2012-04-18 Thread Charles Matthews
On 18 April 2012 13:38, Andreas Kolbe jayen...@gmail.com wrote:

 On Wed, Apr 18, 2012 at 1:02 PM, Thomas Dalton thomas.dal...@gmail.com
 wrote:

  They say you have to wait 2-5 days for a response after requesting
 changes
  as though that is a bad thing. I'm very impressed with that response
 time.
  How many commercial encyclopaedias can do better?

 I hope you're joking here. :)

 Just in case you weren't: commercial encyclopedias have a sophisticated
 editorial and legal process in place to ensure they do not print defamatory
 content. Sometimes subjects are sent a draft before publication, and are
 given an opportunity to make an input.

 Wikipedia has none of that. What it does have is a history of articles
 littered with malice, bias and inaccuracy (witness its history of
 arbitration cases).

- _WHAT YOU NEED TO DO_
1. Transcribe the stretch from "How many commercial" through "arbitration cases)." in the email thread about Wikipedia.
2. Go on with the email thread about Wikipedia from the point where it stops.

- _DATA ROWS_
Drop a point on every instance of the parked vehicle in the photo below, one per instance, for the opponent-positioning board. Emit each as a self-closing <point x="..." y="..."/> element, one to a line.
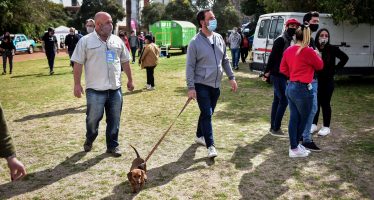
<point x="173" y="34"/>
<point x="356" y="40"/>
<point x="22" y="43"/>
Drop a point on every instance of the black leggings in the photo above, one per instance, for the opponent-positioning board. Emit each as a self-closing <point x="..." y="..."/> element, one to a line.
<point x="10" y="57"/>
<point x="150" y="77"/>
<point x="325" y="90"/>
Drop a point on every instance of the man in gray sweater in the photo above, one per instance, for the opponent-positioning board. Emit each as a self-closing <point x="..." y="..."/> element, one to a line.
<point x="206" y="61"/>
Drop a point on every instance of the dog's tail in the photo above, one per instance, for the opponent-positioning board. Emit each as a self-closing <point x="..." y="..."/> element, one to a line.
<point x="137" y="154"/>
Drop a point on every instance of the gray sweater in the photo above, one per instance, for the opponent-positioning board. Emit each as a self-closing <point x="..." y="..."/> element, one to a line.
<point x="205" y="64"/>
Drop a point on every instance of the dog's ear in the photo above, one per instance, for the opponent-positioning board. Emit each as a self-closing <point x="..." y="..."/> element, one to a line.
<point x="144" y="176"/>
<point x="129" y="176"/>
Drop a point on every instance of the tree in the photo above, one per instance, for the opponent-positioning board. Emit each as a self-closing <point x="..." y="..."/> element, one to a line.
<point x="90" y="7"/>
<point x="227" y="16"/>
<point x="179" y="10"/>
<point x="152" y="13"/>
<point x="252" y="7"/>
<point x="358" y="11"/>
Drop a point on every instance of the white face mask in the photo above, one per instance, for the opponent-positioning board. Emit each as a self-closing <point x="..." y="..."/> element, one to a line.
<point x="90" y="29"/>
<point x="323" y="41"/>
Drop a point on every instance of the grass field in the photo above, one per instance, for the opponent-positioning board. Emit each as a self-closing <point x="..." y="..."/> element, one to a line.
<point x="48" y="127"/>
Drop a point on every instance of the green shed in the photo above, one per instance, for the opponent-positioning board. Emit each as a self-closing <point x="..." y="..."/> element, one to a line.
<point x="173" y="34"/>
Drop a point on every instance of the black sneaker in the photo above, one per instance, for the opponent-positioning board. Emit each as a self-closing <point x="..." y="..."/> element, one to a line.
<point x="311" y="146"/>
<point x="278" y="133"/>
<point x="115" y="152"/>
<point x="87" y="146"/>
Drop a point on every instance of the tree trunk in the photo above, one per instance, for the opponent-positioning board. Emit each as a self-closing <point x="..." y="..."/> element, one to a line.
<point x="128" y="16"/>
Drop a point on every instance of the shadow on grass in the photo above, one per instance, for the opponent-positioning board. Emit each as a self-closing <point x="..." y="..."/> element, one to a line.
<point x="164" y="174"/>
<point x="133" y="92"/>
<point x="37" y="180"/>
<point x="265" y="181"/>
<point x="75" y="110"/>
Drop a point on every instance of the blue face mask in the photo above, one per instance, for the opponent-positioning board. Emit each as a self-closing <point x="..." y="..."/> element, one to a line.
<point x="212" y="25"/>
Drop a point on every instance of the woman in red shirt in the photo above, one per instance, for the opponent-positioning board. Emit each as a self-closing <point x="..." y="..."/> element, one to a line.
<point x="299" y="63"/>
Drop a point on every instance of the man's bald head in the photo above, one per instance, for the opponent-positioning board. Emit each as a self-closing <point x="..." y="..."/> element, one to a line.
<point x="101" y="16"/>
<point x="104" y="25"/>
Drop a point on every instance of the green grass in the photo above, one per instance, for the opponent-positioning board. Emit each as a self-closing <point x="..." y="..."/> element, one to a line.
<point x="48" y="127"/>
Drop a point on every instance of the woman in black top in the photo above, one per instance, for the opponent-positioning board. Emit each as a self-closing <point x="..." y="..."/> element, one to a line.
<point x="326" y="77"/>
<point x="8" y="49"/>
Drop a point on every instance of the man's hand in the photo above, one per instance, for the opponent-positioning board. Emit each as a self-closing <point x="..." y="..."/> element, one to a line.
<point x="17" y="169"/>
<point x="234" y="85"/>
<point x="130" y="86"/>
<point x="191" y="94"/>
<point x="78" y="90"/>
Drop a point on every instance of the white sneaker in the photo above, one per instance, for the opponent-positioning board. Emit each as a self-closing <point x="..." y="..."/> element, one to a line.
<point x="324" y="131"/>
<point x="200" y="140"/>
<point x="304" y="149"/>
<point x="299" y="152"/>
<point x="314" y="128"/>
<point x="212" y="152"/>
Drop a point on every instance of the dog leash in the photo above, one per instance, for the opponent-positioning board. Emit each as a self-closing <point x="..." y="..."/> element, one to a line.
<point x="163" y="136"/>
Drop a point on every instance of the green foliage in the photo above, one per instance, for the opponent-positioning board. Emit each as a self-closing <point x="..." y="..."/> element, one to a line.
<point x="179" y="10"/>
<point x="152" y="13"/>
<point x="90" y="7"/>
<point x="227" y="16"/>
<point x="357" y="11"/>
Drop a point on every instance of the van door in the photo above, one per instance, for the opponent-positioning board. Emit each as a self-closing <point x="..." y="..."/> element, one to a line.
<point x="259" y="43"/>
<point x="357" y="44"/>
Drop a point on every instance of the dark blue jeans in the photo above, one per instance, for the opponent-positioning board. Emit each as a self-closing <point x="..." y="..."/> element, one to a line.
<point x="279" y="102"/>
<point x="307" y="136"/>
<point x="235" y="53"/>
<point x="51" y="59"/>
<point x="133" y="53"/>
<point x="97" y="101"/>
<point x="207" y="98"/>
<point x="300" y="101"/>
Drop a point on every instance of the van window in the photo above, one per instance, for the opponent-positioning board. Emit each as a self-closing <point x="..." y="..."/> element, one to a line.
<point x="276" y="28"/>
<point x="264" y="28"/>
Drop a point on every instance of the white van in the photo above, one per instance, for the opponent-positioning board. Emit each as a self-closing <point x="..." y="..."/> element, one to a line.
<point x="357" y="40"/>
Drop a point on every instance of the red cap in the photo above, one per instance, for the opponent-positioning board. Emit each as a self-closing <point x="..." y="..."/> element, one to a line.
<point x="292" y="21"/>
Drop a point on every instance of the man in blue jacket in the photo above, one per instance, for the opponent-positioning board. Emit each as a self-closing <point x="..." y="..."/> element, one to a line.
<point x="206" y="60"/>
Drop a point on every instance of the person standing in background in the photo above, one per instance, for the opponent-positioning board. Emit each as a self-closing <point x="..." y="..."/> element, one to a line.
<point x="235" y="40"/>
<point x="326" y="77"/>
<point x="50" y="47"/>
<point x="71" y="41"/>
<point x="8" y="51"/>
<point x="134" y="45"/>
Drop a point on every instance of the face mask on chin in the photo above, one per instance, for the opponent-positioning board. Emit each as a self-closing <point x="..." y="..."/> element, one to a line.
<point x="323" y="41"/>
<point x="291" y="31"/>
<point x="90" y="29"/>
<point x="212" y="25"/>
<point x="313" y="27"/>
<point x="106" y="29"/>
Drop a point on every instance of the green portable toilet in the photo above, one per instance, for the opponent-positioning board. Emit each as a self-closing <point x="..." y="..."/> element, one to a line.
<point x="173" y="34"/>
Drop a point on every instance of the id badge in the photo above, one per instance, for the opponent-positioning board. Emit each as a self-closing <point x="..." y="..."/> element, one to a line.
<point x="110" y="55"/>
<point x="310" y="87"/>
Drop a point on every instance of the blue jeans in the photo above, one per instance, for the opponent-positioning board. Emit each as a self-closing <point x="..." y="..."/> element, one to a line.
<point x="97" y="101"/>
<point x="207" y="98"/>
<point x="279" y="102"/>
<point x="300" y="101"/>
<point x="307" y="136"/>
<point x="235" y="53"/>
<point x="51" y="59"/>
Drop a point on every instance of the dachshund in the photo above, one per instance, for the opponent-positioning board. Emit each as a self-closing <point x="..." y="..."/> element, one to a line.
<point x="137" y="175"/>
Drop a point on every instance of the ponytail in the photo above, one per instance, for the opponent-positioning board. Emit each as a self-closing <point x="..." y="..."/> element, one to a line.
<point x="303" y="36"/>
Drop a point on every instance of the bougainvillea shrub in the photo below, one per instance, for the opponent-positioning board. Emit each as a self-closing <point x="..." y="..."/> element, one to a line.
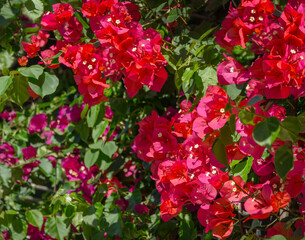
<point x="152" y="119"/>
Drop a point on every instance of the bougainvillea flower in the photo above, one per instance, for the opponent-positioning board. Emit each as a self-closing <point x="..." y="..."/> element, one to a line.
<point x="23" y="61"/>
<point x="38" y="123"/>
<point x="212" y="107"/>
<point x="279" y="229"/>
<point x="62" y="14"/>
<point x="231" y="72"/>
<point x="8" y="116"/>
<point x="29" y="152"/>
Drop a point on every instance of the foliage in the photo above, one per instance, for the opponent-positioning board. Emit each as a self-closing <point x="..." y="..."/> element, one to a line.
<point x="152" y="119"/>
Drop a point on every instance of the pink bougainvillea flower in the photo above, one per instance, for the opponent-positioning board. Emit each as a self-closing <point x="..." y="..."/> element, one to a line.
<point x="29" y="152"/>
<point x="28" y="168"/>
<point x="72" y="30"/>
<point x="141" y="208"/>
<point x="23" y="61"/>
<point x="279" y="229"/>
<point x="38" y="123"/>
<point x="168" y="208"/>
<point x="9" y="116"/>
<point x="7" y="154"/>
<point x="231" y="72"/>
<point x="40" y="39"/>
<point x="217" y="218"/>
<point x="62" y="14"/>
<point x="31" y="49"/>
<point x="212" y="107"/>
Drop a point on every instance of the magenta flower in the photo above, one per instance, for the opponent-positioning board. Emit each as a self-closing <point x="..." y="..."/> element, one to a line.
<point x="38" y="123"/>
<point x="29" y="152"/>
<point x="9" y="116"/>
<point x="6" y="154"/>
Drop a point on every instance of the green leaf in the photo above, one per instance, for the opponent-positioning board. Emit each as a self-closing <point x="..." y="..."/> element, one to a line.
<point x="33" y="9"/>
<point x="219" y="151"/>
<point x="254" y="100"/>
<point x="18" y="90"/>
<point x="5" y="82"/>
<point x="266" y="132"/>
<point x="173" y="15"/>
<point x="18" y="228"/>
<point x="84" y="112"/>
<point x="34" y="217"/>
<point x="188" y="73"/>
<point x="90" y="217"/>
<point x="95" y="115"/>
<point x="34" y="71"/>
<point x="91" y="157"/>
<point x="187" y="228"/>
<point x="92" y="115"/>
<point x="208" y="77"/>
<point x="99" y="130"/>
<point x="56" y="228"/>
<point x="234" y="90"/>
<point x="246" y="117"/>
<point x="82" y="21"/>
<point x="242" y="168"/>
<point x="207" y="33"/>
<point x="46" y="166"/>
<point x="226" y="135"/>
<point x="45" y="85"/>
<point x="290" y="129"/>
<point x="276" y="237"/>
<point x="134" y="198"/>
<point x="5" y="174"/>
<point x="283" y="160"/>
<point x="114" y="220"/>
<point x="109" y="148"/>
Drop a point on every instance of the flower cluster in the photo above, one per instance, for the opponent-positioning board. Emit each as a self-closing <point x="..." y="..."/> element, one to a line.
<point x="121" y="48"/>
<point x="278" y="40"/>
<point x="189" y="174"/>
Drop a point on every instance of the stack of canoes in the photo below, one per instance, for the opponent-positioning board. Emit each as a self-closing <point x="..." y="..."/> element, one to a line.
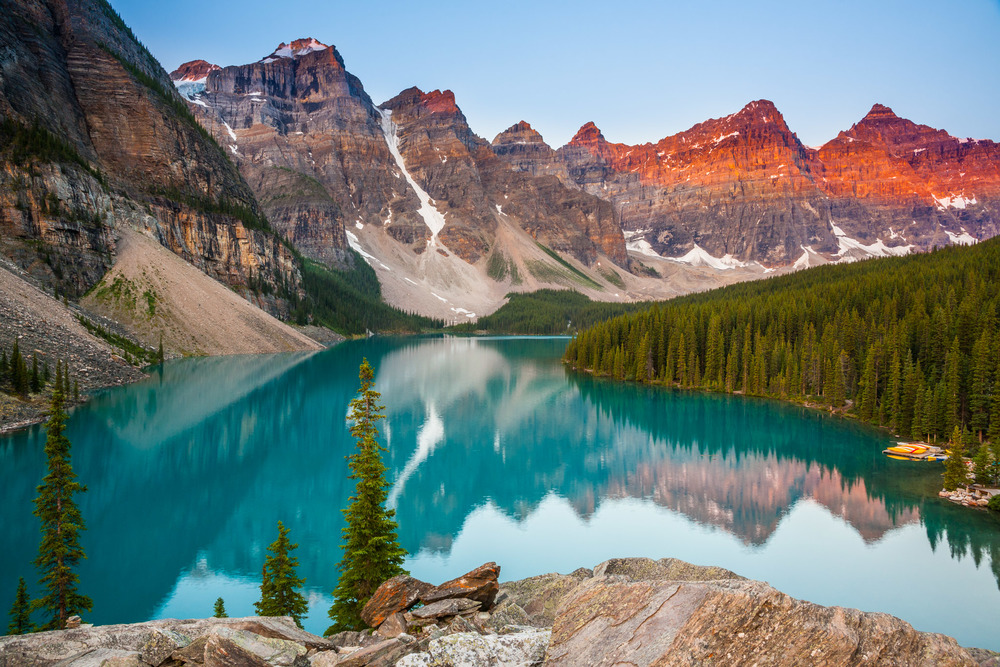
<point x="915" y="451"/>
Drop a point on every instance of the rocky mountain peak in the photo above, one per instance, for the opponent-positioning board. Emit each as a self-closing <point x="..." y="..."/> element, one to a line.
<point x="413" y="100"/>
<point x="880" y="112"/>
<point x="521" y="134"/>
<point x="587" y="135"/>
<point x="296" y="49"/>
<point x="758" y="113"/>
<point x="439" y="101"/>
<point x="195" y="71"/>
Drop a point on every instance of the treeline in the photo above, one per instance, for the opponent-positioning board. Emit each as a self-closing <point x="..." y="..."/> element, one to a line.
<point x="132" y="352"/>
<point x="550" y="312"/>
<point x="20" y="378"/>
<point x="351" y="302"/>
<point x="908" y="343"/>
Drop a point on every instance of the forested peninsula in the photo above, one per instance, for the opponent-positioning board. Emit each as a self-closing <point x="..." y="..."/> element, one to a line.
<point x="907" y="343"/>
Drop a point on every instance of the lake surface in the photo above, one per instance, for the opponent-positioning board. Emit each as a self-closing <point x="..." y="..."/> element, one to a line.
<point x="496" y="452"/>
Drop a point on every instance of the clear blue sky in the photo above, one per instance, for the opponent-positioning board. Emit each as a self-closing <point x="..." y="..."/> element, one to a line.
<point x="640" y="69"/>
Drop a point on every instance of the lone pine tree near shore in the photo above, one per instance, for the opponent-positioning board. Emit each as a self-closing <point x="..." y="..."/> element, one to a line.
<point x="20" y="612"/>
<point x="371" y="548"/>
<point x="59" y="551"/>
<point x="278" y="594"/>
<point x="220" y="609"/>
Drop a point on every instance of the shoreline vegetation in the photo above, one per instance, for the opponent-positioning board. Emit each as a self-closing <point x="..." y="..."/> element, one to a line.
<point x="909" y="344"/>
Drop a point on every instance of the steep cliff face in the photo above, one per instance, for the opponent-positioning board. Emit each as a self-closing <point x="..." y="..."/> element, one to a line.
<point x="128" y="152"/>
<point x="472" y="186"/>
<point x="326" y="164"/>
<point x="744" y="186"/>
<point x="738" y="185"/>
<point x="911" y="181"/>
<point x="526" y="150"/>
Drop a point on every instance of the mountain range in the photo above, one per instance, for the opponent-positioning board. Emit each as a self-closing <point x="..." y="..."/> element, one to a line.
<point x="735" y="192"/>
<point x="252" y="172"/>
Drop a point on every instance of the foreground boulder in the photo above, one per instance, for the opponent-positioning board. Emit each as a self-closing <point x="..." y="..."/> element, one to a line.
<point x="261" y="641"/>
<point x="634" y="611"/>
<point x="479" y="585"/>
<point x="395" y="595"/>
<point x="611" y="620"/>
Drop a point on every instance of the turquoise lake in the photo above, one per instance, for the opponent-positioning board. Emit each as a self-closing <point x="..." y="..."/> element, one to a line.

- _ANSWERS FOR THE EXERCISE_
1.
How many commercial encyclopaedias can do better?

 I hope you're joking here. :)

 Just in case you weren't: commercial encyclopedias have a sophisticated
 editorial and legal process in place to ensure they do not print defamatory
 content. Sometimes subjects are sent a draft before publication, and are
 given an opportunity to make an input.

 Wikipedia has none of that. What it does have is a history of articles
 littered with malice, bias and inaccuracy (witness its history of
 arbitration cases).

2.
Yes, but note that PR folk are not just employed to deal with defamatory
material. In fact in the case of defamation it's more probably a lawyer's
work. They are professionals in verbal massage of material. This is what
they can charge money for.


 I was struck by the following passage in the paper:

 ---o0o---

 Although another one of the five pillars is that Wikipedia does not have
 firm rules – Wales recently stated, “This is not complicated. There is a
 very simple “bright
 line” rule that constitutes best practice: do not edit Wikipedia directly
 if you are a paid
 advocate. Respect the community by interacting with us appropriately”
 (Wales, 2012a,
 para 2).

 This directly conflicts with the Wikipedia FAQ/Article subjects (2012) page
 that specifically
 asks public relations professionals to remove vandalism, fix minor errors
 in spelling,
 grammar, usage or facts, provide references for existing content, and add
 or update facts
 with references such as number of employees or event details.

 ---o0o---

 On that, at least, they're correct.


Yes indeed. Jimbo neither makes policy nor enforces it, of course. What we
have here is an ongoing loop in being able to read WP:COI properly. I
believe the guideline on COI to be the best available take on this issue.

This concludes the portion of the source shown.